REQUIRED TASK A: Quote the stretch of the Star Trek: Picard article from "Jean-Luc is waking" through "perfect synthetic human?" word for word.

+ + + + +

Star Trek: Picard 101

Credit: CBS

Philip K. Dick may have famously wondered if androids dream of electric sheep, but Star Trek: Picard is wondering why ex-starship Captains dream about dead androids. In the opening scene to the newest ongoing Star Trek series, Jean-Luc Picard ( Patrick Stewart ) dreams of the deceased synthetic life form with a heart of gold, Lt. Commander Data ( Brent Spiner ). Later, Picard tells his Romulan housekeepers that "the dreams are lovely... it's the waking up I'm beginning to resent."

Jean-Luc is waking up to a changed Star Trek world, one that has taken various stories about A.I. from Star Trek: The Next Generation and given that future a hard left turn.

But, fear not Trekkie purists! None of this means that the fragile Star Trek canon has been changed, and in fact, all this new android stuff has a precedent. Here's how the plot of Picard has reimagined Trek 's androids, and in doing so, rediscovered the wonder of one of science fiction's oldest conundrums: What happens when you make the perfect synthetic human?

+ + + + +

REQUIRED TASK B: Gather each line of the listing below that contains the string "sample", matching case.

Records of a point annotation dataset
+ + + + +

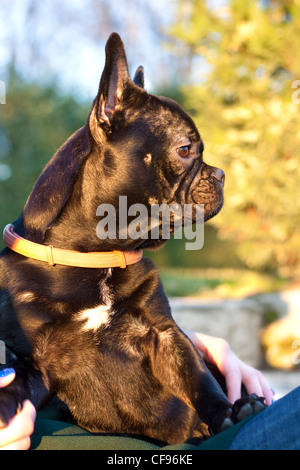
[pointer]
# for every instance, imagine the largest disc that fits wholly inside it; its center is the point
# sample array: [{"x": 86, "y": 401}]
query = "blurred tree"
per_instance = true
[
  {"x": 34, "y": 122},
  {"x": 248, "y": 53}
]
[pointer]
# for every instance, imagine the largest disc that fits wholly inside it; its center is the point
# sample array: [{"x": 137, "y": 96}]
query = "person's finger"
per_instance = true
[
  {"x": 6, "y": 377},
  {"x": 21, "y": 444},
  {"x": 20, "y": 427},
  {"x": 233, "y": 380}
]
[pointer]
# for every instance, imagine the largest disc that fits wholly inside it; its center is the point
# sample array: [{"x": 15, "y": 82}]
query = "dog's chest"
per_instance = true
[
  {"x": 100, "y": 315},
  {"x": 95, "y": 318}
]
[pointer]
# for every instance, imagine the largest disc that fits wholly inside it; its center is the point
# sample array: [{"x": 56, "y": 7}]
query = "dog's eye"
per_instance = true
[{"x": 184, "y": 151}]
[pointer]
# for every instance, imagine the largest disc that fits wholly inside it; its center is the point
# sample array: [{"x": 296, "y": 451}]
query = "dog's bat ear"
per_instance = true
[
  {"x": 139, "y": 77},
  {"x": 54, "y": 187},
  {"x": 114, "y": 78}
]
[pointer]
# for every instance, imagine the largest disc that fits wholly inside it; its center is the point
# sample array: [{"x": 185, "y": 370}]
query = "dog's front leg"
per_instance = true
[{"x": 180, "y": 368}]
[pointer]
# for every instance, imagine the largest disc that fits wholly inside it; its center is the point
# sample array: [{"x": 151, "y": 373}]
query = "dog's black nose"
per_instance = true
[{"x": 219, "y": 175}]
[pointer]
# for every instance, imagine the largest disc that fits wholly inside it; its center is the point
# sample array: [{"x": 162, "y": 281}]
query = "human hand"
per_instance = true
[
  {"x": 16, "y": 436},
  {"x": 236, "y": 373}
]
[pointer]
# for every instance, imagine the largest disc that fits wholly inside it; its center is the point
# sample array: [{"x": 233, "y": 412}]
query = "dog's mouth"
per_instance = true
[{"x": 204, "y": 186}]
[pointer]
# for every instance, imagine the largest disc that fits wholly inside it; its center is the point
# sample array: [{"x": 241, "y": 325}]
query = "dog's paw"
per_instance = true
[{"x": 249, "y": 405}]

+ + + + +

WORKED SOLUTION A:
Jean-Luc is waking up to a changed Star Trek world, one that has taken various stories about A.I. from Star Trek: The Next Generation and given that future a hard left turn.

But, fear not Trekkie purists! None of this means that the fragile Star Trek canon has been changed, and in fact, all this new android stuff has a precedent. Here's how the plot of Picard has reimagined Trek 's androids, and in doing so, rediscovered the wonder of one of science fiction's oldest conundrums: What happens when you make the perfect synthetic human?

WORKED SOLUTION B:
# sample array: [{"x": 86, "y": 401}]
# sample array: [{"x": 137, "y": 96}]
# sample array: [{"x": 15, "y": 82}]
# sample array: [{"x": 56, "y": 7}]
# sample array: [{"x": 296, "y": 451}]
# sample array: [{"x": 185, "y": 370}]
# sample array: [{"x": 151, "y": 373}]
# sample array: [{"x": 162, "y": 281}]
# sample array: [{"x": 233, "y": 412}]
# sample array: [{"x": 241, "y": 325}]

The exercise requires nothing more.